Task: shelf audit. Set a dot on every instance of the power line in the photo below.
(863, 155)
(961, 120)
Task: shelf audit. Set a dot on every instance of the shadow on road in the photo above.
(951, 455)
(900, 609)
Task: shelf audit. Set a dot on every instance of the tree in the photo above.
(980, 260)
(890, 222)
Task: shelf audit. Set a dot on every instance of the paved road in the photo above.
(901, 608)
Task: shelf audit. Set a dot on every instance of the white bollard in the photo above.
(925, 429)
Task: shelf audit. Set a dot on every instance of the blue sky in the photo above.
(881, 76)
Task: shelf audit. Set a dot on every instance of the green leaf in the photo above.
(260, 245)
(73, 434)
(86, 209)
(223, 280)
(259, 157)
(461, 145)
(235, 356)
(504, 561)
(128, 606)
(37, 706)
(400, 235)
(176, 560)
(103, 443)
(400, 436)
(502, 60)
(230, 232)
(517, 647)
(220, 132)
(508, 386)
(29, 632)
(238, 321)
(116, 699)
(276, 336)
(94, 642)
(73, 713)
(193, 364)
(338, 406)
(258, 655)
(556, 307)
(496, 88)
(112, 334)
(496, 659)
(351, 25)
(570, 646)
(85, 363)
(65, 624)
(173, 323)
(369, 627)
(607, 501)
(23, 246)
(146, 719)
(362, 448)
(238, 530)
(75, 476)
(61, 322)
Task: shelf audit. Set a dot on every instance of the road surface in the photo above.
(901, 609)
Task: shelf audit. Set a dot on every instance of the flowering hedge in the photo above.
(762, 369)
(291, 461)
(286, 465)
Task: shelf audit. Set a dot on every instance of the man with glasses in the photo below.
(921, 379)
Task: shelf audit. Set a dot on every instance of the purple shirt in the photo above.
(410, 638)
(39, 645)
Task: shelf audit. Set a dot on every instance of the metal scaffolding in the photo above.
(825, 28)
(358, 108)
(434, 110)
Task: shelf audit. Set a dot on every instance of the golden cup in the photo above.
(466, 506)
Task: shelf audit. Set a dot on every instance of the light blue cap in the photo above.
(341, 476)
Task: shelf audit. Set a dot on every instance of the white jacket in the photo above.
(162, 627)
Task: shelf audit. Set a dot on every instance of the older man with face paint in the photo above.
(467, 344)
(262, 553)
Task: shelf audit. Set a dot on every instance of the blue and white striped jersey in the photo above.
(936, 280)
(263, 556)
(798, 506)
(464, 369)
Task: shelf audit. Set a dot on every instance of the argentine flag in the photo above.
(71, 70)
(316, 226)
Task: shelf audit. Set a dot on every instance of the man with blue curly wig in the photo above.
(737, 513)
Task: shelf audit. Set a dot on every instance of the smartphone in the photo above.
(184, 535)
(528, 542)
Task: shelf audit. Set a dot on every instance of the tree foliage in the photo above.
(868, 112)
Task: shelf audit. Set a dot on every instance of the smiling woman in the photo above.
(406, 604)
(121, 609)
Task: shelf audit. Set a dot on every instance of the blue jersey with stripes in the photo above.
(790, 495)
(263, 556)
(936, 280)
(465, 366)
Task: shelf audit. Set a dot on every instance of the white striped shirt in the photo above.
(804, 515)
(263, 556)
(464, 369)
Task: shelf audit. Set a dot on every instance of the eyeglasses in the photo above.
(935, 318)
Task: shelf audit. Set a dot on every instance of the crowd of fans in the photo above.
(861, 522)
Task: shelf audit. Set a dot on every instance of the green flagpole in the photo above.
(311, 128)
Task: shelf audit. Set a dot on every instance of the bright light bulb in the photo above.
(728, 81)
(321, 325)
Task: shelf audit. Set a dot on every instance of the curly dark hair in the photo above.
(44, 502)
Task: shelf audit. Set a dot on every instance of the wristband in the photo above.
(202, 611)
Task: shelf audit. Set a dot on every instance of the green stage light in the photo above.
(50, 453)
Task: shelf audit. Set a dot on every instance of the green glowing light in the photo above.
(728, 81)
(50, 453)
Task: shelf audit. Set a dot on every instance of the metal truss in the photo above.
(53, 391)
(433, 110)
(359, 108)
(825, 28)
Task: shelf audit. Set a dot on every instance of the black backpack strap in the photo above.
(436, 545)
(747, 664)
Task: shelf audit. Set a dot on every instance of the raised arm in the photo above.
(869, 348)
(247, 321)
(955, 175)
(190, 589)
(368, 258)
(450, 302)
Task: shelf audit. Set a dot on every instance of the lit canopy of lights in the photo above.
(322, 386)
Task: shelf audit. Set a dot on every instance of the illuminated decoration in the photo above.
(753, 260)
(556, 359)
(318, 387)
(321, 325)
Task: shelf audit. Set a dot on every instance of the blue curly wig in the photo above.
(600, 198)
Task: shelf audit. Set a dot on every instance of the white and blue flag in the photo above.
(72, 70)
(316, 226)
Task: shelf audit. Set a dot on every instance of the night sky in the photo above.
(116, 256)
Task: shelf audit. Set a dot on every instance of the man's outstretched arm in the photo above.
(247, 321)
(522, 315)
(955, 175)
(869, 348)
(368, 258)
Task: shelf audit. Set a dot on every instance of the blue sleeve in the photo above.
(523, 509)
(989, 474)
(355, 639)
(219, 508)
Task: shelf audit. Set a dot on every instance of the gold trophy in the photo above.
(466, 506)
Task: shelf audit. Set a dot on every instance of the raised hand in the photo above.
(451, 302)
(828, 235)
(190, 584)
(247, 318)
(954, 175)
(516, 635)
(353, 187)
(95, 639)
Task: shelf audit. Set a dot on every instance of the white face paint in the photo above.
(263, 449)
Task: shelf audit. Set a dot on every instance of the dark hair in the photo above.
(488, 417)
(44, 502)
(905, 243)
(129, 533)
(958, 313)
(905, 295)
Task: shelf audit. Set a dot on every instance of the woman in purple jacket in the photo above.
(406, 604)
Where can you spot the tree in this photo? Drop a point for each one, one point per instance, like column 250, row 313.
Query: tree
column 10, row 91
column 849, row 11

★ ★ ★ ★ ★

* _Stated problem_: Recast all of the data above as a two-column CSV with the header input,output. Each row should hold one item's text under input and its answer under output, with each field quoted and any line breaks replaced by spaces.

* _Full answer_:
input,output
"Task: shelf audit. Set a dot on every instance of the power line in the photo below.","(863, 155) (961, 120)"
"Task: shelf audit. Set a dot on every instance of the shadow on road in the photo above.","(951, 455) (900, 609)"
"Task: shelf audit. Set a dot on every instance of the tree in the photo above.","(980, 260) (890, 222)"
"Task: shelf audit. Set a dot on every instance of the paved road in the photo above.","(901, 608)"
"Task: shelf audit. Set a dot on every instance of the white bollard in the photo above.","(925, 429)"
"Task: shelf audit. Set a dot on every instance of the blue sky in the photo above.","(881, 76)"
"Task: shelf audit. Set a dot on every instance of the green leaf in the photo above.","(260, 245) (73, 434) (86, 209) (223, 280) (259, 157) (461, 145) (235, 356) (504, 561) (128, 606) (37, 706) (400, 235) (176, 560) (103, 443) (400, 436) (502, 60) (230, 232) (517, 647) (220, 132) (508, 386) (29, 632) (238, 321) (116, 699) (276, 336) (94, 642) (73, 713) (193, 364) (338, 406) (258, 655) (556, 307) (496, 88) (112, 334) (496, 659) (351, 25) (570, 646) (85, 363) (65, 624) (173, 323) (369, 627) (607, 501) (23, 246) (146, 719) (362, 448) (238, 530) (75, 476) (61, 322)"
"Task: shelf audit. Set a dot on every instance of the road surface in the photo above.","(901, 609)"
"Task: shelf audit. Set a dot on every instance of the flowering hedge in the photo above.","(762, 369) (291, 461) (286, 465)"
"Task: shelf audit. Set a dot on every instance of the man with glasses in the photo below.","(921, 379)"
"Task: shelf audit. Set a dot on every instance of the purple shirt in the photo above.","(410, 638) (39, 645)"
"Task: shelf audit. Set a dot on every instance of the metal scaffolding in the photo above.","(825, 28) (358, 108) (434, 110)"
"Task: shelf audit. Set a dot on every instance of the golden cup in the photo above.","(466, 506)"
"Task: shelf audit. Set a dot on every instance of the light blue cap in the photo above.","(341, 476)"
"Task: shelf audit. Set a dot on every instance of the white jacket in the photo above.","(162, 627)"
"Task: shelf audit. Set a dot on every instance of the older man with face paint in the photo above.","(467, 344) (262, 553)"
"Task: shelf audit. Set a dot on every instance of the blue and white striped jersey in the photo above.","(936, 280) (263, 556) (798, 506) (464, 369)"
"Task: shelf audit. Set a dot on every instance of the argentine flag in the photo above.","(71, 70) (316, 226)"
"Task: shelf audit. Set a dot on every instance of the man with blue curly wig in the photo above.","(737, 513)"
"Task: shelf audit. Set a dot on every instance of the smartphone in the photo above.","(184, 535) (528, 542)"
"Task: shelf audit. Set a dot on every instance of the tree foliage in the photo above.","(868, 112)"
"Task: shelf audit. Set a dot on every instance of the smiling woman in the photo above.","(406, 604) (121, 609)"
"Task: shelf audit. Set a dot on every instance of the blue jersey with stripes in the photo above.","(790, 495) (263, 556) (936, 280) (465, 366)"
"Task: shelf audit. Set a dot on every instance of the white striped shirt in the photo above.","(804, 515) (263, 556) (464, 369)"
"Task: shelf audit. Set a dot on every instance of the eyeglasses in the photo above.","(935, 318)"
"Task: shelf audit. Set a dot on every instance of the crowd of fans in the photo above.","(861, 522)"
"Task: shelf audit. Set a dot on every instance of the green flagpole in the photo above.","(311, 128)"
"Task: shelf audit. Set a dot on every instance of the bright light bulb in the photo above.","(728, 81) (321, 325)"
"Task: shelf audit. Set a dot on every instance of the curly dark hair in the photo above.","(44, 502)"
"Task: shelf audit. Set a dot on every instance of the wristband in the photo above.","(202, 611)"
"Task: shelf audit. Set a dot on every instance of the green stage light in the photo above.","(50, 453)"
"Task: shelf audit. Set a dot on every instance of the green glowing light in the photo above.","(728, 81) (50, 453)"
"Task: shelf audit. Set a dot on every instance of the metal truss in the photo above.","(53, 391) (433, 110) (359, 108) (825, 28)"
"Task: shelf audit. Set a dot on every instance of the black backpack strap in the photo above.","(436, 545) (747, 664)"
"Task: shelf audit. Set a dot on every instance of the raised arm in the photo above.","(869, 348) (247, 321) (955, 175) (190, 589) (368, 258) (450, 302)"
"Task: shelf audit. Set a dot on every instance of the lit canopy of lights in the photo above.","(322, 386)"
"Task: shelf audit. Set a dot on every instance of the illuminated decoration in the photo above.","(753, 260) (556, 359) (318, 387) (321, 325)"
"Task: shelf audit. Set a dot on every instance of the blue curly wig in the photo above.","(600, 198)"
"Task: shelf audit. Set a dot on every instance of the white and blue flag in the photo above.","(72, 70) (316, 226)"
"Task: shelf audit. Set a dot on every instance of the night sky in the photo above.","(116, 256)"
"Task: shelf audit. Set a dot on every instance of the man's outstretched arm in the photo above.","(247, 321) (522, 315) (955, 175) (869, 348) (368, 258)"
"Task: shelf audit. Set a dot on every instance of the blue sleeve in the photo above.","(523, 509) (989, 474) (355, 639) (219, 508)"
"Task: shelf audit. Set a dot on every instance of the gold trophy in the photo above.","(466, 506)"
"Task: shelf audit. Set a dot on every instance of the raised hand in the photo above.","(451, 302) (828, 235) (190, 584) (247, 318) (954, 175) (516, 635) (353, 187) (95, 639)"
"Task: shelf audit. Set a dot on every instance of the white face paint in the photo above.","(263, 449)"
"Task: shelf audit. Set a dot on every instance of the dark hair in the photo above.","(488, 417) (44, 502) (905, 243) (129, 533) (958, 313) (905, 295)"
"Task: shelf audit. Set a dot on every instance of the woman in purple jacket in the photo above.","(406, 604)"
"Where can you spot the tree in this photo? Drop a point for each one, one point per instance, like column 250, row 313. Query: tree","column 10, row 91 column 849, row 11"